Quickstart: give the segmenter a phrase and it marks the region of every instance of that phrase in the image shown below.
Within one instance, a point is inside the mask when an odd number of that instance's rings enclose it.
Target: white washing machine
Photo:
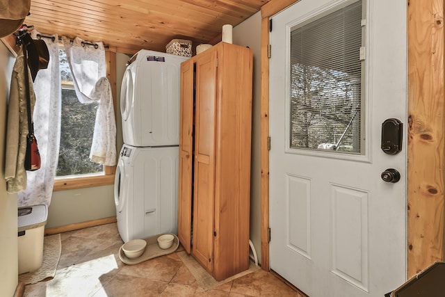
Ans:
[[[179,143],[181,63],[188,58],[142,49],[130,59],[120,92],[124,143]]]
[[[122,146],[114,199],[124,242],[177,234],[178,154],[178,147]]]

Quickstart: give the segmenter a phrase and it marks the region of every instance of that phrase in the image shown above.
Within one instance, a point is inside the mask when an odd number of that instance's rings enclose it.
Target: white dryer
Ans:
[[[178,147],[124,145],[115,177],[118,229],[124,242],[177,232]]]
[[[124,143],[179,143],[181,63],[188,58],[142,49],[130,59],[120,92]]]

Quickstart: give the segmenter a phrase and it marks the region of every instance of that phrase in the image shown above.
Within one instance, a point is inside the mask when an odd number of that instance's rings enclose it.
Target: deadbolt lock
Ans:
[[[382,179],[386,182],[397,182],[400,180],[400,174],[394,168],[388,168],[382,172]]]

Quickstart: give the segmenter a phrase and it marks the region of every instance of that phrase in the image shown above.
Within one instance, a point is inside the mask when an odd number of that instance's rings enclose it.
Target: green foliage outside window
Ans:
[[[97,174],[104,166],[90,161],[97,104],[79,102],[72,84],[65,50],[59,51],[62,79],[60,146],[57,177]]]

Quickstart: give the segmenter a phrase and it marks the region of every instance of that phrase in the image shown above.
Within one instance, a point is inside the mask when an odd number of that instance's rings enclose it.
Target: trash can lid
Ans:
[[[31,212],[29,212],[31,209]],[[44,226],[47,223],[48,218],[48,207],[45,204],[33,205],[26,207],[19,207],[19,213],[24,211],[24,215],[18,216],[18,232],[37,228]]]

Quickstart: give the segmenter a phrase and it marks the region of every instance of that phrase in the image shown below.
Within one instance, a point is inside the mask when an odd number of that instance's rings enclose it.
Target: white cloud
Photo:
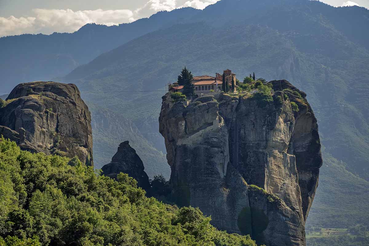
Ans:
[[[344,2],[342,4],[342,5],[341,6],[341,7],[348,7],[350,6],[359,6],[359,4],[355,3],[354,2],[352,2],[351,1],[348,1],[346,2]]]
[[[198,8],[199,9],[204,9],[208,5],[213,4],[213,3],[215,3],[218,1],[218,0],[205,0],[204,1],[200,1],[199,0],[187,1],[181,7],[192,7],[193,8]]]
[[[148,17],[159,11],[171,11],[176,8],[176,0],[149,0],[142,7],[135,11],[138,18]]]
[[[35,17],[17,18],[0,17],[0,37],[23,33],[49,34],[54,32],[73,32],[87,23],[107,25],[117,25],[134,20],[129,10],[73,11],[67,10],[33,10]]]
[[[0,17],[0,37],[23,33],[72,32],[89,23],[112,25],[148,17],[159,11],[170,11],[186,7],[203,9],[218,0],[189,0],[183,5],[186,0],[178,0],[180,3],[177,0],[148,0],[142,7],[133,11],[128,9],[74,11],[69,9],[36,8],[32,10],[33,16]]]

§

Stated task: Show every line of the records above that contains the word "white", matching case exactly.

Solved problem:
Target: white washing machine
Target: white dryer
Target: white cloud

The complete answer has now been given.